- [THE RECORDS]:
──────────

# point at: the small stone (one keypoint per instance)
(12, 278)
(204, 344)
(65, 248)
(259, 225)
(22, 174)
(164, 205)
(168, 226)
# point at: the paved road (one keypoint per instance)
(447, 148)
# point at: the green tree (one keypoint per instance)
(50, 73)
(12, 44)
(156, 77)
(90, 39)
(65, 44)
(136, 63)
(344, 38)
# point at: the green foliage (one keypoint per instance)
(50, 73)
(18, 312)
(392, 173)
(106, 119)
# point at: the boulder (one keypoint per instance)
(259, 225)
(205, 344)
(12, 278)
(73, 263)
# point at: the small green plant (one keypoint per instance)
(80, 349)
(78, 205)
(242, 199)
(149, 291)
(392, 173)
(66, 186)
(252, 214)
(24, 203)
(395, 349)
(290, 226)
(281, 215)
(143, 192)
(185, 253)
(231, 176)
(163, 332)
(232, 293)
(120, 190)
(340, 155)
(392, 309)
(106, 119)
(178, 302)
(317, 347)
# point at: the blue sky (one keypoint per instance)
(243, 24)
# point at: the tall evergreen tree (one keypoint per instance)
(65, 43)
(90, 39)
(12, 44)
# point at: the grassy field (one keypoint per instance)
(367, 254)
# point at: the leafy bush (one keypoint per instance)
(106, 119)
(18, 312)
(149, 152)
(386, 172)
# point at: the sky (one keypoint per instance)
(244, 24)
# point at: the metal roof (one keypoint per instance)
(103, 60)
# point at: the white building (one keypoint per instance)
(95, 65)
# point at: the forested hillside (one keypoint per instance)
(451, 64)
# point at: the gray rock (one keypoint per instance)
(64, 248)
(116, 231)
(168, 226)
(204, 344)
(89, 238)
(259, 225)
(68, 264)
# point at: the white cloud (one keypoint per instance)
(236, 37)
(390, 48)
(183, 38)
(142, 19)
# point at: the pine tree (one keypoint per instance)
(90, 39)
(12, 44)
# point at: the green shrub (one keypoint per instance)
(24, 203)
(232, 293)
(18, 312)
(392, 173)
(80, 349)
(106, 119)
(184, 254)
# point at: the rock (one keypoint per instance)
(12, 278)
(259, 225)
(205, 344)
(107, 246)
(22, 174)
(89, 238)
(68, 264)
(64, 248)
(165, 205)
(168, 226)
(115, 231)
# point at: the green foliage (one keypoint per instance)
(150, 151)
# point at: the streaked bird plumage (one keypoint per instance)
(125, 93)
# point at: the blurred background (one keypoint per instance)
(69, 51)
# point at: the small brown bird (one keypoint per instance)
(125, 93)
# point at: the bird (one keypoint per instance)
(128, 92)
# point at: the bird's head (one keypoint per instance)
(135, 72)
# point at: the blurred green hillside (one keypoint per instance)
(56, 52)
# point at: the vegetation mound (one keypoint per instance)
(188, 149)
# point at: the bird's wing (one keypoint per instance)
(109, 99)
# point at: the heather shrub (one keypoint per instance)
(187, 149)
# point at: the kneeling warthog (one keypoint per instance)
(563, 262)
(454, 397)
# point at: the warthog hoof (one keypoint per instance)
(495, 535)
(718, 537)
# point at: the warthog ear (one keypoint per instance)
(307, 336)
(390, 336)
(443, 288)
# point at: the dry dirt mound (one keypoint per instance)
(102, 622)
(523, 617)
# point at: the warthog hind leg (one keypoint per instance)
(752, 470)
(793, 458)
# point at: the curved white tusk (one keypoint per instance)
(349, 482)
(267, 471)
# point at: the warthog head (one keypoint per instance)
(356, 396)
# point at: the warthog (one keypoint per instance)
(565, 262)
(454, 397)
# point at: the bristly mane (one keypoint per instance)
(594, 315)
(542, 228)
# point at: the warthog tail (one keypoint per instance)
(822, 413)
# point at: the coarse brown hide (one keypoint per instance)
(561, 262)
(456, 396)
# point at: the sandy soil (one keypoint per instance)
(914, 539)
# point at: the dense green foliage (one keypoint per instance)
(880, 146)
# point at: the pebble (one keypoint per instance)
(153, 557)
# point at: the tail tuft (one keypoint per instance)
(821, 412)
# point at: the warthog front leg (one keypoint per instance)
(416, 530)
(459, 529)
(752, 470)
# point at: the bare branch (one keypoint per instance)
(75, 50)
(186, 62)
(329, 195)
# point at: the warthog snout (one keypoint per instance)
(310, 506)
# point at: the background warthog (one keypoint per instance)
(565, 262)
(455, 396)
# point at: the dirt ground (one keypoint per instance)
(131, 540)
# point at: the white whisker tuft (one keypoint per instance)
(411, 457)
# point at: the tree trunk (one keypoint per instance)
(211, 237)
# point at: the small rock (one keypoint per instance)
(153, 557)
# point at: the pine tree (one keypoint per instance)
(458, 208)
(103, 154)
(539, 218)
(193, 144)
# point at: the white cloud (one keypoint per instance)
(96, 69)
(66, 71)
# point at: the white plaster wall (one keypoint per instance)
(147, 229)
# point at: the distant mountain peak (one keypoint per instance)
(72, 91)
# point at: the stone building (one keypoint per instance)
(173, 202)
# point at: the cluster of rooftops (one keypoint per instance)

──────────

- [WORK TO COMPLETE]:
Scale the stretch from the line containing "# point at: the coarse" through the final line, both ends included. Reproduce every line in it, the ones beginning with "# point at:" as well, with each coordinate in parentheses multiplied by 2.3 and rounded to the nearest whole number, halves rounded up.

- [THE RESULT]:
# point at: the coarse brown hide (one keypoint per instance)
(1290, 603)
(1049, 911)
# point at: the sandy soil (one keypoint per instance)
(2102, 1240)
# point at: the dense green foliage (one keypoint per instance)
(2024, 336)
# point at: the pebble (one keypoint per instance)
(352, 1281)
# point at: the tail tuft (one keypoint per instance)
(1888, 948)
# point at: the warthog front leg (one keypoint per instance)
(957, 1219)
(1056, 1217)
(1730, 1081)
# point at: the bare branch (one keypoint per instance)
(173, 115)
(428, 143)
(757, 449)
# point at: the warthog snout (one keypoint per instance)
(713, 1164)
# point at: the background warthog (one keypoint per instance)
(1300, 603)
(1047, 911)
# point at: the dirt ground (one keypoint per instance)
(301, 1242)
# point at: the white whisker tuft (one keypoint per instance)
(945, 1051)
# point at: the tree trunk (one keypoint per instance)
(485, 545)
# point at: the small rock (one keypoint per instance)
(352, 1281)
# point at: the pine tree (one keypoint per instance)
(1053, 478)
(237, 354)
(1240, 501)
(444, 331)
# point at: the white cloud (one keypoint per instance)
(221, 159)
(152, 163)
# point at: the white plaster wall (one keypoint per instance)
(338, 527)
# point at: the distant mountain peak (one keypoint per instance)
(166, 209)
# point at: the stone building (one keypoint per instance)
(398, 465)
# point at: the cluster of rooftops (one keypoint per instance)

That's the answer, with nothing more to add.